>>>
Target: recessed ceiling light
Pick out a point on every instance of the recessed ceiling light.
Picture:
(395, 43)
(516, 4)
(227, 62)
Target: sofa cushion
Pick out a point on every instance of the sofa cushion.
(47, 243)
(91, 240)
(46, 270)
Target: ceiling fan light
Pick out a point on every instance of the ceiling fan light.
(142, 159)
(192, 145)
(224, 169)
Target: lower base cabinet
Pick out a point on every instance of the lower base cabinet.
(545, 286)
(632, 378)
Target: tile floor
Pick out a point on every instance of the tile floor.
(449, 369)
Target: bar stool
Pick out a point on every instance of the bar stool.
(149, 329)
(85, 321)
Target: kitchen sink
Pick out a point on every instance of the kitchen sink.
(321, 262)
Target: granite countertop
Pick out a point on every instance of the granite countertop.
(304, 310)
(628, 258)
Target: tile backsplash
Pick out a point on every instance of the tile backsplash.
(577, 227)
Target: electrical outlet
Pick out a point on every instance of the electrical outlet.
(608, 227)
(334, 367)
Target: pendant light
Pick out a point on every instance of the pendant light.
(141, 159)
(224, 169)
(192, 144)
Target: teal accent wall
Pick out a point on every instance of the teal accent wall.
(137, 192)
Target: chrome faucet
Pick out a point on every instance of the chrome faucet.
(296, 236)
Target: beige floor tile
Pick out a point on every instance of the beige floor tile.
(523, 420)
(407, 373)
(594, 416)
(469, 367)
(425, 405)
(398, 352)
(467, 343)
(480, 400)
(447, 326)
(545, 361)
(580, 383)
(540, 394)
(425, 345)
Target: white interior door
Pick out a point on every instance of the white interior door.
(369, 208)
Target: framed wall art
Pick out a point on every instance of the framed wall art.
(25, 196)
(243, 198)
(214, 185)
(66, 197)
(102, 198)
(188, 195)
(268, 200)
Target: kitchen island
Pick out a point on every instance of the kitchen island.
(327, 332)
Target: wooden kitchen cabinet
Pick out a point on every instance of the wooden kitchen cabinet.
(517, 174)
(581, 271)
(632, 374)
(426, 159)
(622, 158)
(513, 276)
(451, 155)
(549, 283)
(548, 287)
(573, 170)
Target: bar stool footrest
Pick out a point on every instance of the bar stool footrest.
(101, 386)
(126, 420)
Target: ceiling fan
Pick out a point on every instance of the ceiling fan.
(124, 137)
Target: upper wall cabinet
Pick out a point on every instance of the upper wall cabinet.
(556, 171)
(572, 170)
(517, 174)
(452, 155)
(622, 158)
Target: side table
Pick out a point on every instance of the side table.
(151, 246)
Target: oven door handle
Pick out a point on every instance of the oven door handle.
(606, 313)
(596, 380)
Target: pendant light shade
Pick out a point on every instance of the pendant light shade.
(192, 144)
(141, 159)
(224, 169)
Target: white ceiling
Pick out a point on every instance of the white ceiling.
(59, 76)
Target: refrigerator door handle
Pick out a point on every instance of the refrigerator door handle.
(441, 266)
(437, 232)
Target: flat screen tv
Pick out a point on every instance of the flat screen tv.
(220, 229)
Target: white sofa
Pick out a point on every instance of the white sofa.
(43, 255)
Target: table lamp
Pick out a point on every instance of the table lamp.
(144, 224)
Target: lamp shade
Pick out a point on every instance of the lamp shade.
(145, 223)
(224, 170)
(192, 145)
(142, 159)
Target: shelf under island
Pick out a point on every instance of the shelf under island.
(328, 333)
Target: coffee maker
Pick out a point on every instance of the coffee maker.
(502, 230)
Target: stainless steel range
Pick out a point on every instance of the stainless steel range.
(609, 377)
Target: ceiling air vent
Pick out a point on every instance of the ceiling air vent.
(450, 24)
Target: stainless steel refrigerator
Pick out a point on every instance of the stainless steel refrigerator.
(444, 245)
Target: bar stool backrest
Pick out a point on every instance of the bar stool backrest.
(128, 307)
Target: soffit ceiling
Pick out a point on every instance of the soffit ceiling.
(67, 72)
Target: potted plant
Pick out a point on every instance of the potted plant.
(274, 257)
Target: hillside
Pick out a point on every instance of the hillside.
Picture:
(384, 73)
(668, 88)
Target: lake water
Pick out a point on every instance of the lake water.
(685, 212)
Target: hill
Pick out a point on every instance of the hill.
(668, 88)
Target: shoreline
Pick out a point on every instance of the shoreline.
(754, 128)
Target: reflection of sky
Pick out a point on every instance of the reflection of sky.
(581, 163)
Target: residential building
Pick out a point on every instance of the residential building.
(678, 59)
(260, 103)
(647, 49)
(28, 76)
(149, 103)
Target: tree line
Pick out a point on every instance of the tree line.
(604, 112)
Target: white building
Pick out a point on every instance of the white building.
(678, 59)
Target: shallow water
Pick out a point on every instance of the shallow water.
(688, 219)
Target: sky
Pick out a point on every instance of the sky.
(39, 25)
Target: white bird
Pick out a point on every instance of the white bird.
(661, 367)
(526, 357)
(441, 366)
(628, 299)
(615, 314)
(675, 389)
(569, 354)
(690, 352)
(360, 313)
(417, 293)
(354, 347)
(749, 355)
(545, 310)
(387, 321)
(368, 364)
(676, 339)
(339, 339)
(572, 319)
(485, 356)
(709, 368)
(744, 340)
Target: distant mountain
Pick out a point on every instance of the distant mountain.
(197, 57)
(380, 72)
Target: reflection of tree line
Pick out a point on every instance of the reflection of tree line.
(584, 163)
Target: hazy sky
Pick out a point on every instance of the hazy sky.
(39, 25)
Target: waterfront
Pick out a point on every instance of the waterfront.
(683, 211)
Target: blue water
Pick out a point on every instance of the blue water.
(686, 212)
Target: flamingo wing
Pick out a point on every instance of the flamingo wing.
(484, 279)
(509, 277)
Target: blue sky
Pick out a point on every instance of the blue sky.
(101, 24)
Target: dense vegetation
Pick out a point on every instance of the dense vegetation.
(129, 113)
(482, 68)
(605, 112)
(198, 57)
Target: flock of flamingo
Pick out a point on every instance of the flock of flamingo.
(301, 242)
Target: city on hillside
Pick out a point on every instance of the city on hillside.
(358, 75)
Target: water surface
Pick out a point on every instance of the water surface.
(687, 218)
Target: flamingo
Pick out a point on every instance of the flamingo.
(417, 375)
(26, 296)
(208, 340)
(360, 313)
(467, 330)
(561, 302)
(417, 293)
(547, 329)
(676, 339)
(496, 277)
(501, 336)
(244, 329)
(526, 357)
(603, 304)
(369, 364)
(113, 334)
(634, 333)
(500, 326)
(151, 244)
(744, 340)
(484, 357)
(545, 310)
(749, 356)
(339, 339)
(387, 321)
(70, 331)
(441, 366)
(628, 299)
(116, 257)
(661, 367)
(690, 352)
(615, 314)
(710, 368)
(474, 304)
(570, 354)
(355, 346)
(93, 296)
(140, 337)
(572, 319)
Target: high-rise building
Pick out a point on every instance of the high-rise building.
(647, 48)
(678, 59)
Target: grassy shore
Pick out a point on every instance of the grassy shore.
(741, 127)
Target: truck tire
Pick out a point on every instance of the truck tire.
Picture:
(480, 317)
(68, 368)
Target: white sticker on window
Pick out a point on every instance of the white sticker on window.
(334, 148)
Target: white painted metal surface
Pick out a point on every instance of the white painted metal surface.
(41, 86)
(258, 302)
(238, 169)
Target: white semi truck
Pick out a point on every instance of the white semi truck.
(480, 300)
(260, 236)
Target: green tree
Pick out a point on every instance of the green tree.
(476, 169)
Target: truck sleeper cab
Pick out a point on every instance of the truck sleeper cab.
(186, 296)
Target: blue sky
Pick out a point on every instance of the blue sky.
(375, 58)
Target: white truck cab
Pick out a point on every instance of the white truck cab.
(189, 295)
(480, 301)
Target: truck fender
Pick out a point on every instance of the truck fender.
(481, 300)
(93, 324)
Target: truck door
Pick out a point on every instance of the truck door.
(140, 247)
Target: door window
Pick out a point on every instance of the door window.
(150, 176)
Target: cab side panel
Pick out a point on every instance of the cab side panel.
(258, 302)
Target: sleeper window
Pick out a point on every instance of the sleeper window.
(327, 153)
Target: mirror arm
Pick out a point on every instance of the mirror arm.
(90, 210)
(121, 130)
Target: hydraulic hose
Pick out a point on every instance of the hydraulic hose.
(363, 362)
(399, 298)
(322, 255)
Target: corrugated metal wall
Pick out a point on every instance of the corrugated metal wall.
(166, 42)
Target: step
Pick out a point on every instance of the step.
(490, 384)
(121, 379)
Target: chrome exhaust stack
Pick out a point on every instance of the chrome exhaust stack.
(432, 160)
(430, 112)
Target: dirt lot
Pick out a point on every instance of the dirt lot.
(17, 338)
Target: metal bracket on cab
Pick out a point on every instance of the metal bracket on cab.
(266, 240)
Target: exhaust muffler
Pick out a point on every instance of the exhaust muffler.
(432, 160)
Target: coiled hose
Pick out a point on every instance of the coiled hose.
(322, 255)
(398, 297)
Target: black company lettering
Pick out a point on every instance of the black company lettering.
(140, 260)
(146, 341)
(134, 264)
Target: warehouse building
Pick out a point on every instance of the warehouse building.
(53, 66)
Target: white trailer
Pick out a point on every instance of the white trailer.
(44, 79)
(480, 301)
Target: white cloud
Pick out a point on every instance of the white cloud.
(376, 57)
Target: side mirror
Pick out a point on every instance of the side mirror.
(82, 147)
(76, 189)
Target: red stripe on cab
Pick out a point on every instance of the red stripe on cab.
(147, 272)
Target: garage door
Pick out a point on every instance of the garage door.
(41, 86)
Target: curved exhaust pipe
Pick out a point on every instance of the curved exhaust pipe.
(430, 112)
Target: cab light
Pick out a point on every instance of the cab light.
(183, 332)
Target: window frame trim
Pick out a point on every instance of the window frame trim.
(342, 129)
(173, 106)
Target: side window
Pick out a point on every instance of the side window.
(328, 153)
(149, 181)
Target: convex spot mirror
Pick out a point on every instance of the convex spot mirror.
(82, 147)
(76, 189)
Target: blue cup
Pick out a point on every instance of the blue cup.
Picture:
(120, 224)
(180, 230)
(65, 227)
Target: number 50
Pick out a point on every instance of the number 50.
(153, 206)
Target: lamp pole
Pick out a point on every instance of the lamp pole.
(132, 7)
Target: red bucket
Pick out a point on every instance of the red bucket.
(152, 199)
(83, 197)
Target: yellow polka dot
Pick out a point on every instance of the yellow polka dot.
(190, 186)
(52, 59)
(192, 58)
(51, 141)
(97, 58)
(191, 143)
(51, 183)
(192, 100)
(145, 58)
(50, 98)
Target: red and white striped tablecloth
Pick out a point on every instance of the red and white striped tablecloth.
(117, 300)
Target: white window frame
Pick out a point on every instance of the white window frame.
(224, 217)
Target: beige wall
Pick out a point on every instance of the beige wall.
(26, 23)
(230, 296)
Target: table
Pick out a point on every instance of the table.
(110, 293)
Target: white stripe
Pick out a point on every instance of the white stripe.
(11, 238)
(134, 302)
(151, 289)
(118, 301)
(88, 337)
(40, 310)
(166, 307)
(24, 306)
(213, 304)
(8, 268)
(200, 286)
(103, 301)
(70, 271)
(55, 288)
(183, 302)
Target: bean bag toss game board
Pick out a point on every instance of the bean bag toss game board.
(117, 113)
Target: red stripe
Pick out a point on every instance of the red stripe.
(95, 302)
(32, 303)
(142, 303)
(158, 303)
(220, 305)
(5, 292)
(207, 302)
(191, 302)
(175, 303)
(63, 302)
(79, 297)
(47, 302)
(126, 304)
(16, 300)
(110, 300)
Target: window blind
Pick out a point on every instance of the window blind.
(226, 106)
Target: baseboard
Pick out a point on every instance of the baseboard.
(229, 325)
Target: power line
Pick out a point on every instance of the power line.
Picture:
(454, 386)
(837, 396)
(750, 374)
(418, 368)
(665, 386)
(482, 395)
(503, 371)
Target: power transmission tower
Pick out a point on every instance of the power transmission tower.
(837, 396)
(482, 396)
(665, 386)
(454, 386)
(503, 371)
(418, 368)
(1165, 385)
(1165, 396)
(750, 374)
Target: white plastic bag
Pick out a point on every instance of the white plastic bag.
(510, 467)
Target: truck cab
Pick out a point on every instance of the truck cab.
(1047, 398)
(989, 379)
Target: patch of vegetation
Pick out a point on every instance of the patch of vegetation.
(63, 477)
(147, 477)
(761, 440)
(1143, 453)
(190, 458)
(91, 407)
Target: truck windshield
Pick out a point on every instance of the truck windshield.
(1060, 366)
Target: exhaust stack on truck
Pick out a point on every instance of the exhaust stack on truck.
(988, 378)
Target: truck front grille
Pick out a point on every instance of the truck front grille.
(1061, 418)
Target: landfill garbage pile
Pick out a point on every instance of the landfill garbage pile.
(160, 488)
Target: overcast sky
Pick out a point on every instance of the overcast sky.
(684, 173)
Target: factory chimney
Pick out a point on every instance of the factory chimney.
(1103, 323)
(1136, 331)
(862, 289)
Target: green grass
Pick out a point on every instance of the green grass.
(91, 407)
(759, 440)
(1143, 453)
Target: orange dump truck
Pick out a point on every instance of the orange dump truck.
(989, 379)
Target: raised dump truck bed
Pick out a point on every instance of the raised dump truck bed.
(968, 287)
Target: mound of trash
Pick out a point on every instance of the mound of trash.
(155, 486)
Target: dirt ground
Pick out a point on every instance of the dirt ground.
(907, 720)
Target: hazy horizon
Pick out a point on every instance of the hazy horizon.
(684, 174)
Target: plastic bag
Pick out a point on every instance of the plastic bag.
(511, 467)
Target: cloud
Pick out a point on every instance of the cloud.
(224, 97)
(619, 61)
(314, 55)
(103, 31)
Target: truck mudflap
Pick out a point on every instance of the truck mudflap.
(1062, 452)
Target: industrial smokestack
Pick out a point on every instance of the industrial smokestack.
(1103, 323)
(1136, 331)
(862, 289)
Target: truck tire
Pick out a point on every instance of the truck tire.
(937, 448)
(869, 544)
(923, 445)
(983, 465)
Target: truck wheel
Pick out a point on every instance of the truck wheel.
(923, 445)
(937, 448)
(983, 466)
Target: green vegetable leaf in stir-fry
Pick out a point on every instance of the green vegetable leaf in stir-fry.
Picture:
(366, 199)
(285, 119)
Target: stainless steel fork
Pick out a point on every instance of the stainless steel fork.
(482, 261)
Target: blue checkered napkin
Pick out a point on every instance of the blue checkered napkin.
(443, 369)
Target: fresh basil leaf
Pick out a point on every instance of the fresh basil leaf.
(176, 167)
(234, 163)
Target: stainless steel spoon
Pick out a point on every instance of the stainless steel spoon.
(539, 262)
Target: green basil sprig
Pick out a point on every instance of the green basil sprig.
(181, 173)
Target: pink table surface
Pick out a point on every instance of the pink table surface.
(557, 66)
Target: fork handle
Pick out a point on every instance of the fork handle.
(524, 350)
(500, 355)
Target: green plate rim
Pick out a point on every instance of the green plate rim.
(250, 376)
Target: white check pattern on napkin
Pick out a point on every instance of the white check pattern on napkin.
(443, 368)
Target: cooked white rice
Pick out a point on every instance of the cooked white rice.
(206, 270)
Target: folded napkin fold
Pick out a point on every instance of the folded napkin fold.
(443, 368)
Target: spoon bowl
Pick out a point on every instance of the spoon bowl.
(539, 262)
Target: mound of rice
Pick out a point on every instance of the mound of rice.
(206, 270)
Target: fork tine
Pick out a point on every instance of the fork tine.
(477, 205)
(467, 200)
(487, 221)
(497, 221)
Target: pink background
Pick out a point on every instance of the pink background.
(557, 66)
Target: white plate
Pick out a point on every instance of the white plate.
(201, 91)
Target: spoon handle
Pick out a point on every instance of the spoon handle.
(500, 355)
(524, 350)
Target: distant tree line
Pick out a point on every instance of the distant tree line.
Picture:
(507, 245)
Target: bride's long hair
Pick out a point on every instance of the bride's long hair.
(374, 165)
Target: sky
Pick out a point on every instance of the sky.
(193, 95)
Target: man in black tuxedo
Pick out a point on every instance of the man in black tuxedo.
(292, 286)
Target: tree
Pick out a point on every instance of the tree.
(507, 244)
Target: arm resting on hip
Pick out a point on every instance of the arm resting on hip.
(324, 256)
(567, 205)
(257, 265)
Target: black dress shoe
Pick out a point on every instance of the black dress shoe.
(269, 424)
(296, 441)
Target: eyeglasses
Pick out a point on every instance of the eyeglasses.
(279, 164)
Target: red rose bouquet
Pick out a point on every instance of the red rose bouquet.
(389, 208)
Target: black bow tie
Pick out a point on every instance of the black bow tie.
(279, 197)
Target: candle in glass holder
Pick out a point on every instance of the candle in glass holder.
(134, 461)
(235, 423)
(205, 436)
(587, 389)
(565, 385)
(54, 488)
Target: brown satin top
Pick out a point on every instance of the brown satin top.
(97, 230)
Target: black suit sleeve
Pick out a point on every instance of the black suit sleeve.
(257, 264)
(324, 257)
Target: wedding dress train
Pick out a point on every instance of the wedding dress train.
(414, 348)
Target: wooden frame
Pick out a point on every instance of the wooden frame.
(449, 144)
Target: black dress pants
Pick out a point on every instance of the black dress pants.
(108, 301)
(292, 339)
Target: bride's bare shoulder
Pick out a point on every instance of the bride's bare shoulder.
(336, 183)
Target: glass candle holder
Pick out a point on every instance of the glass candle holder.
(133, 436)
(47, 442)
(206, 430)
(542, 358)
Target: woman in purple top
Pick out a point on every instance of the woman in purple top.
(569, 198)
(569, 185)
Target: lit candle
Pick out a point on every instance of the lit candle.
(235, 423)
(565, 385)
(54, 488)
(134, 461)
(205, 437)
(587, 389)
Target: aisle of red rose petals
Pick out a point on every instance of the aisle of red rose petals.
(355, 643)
<<<
## EXERCISE OBJECTIVE
Turn the entries from the line with "Target: woman in purple top" through the last line of the entries into a Markdown table with the columns Row and Line, numbering each row and omitting any blank lines.

## TASK SOLUTION
| Row | Line |
|---|---|
| 1 | Target: woman in purple top |
| 2 | Pick out a point on every instance of the woman in purple top. |
| 3 | (569, 198) |
| 4 | (569, 185) |
| 5 | Target: lit candle |
| 6 | Pick out a point on every instance of the lit candle. |
| 7 | (235, 423) |
| 8 | (565, 385) |
| 9 | (54, 488) |
| 10 | (134, 461) |
| 11 | (205, 437) |
| 12 | (587, 389) |
| 13 | Target: aisle of red rose petals |
| 14 | Pick out a point on every instance of the aisle of red rose petals. |
| 15 | (355, 643) |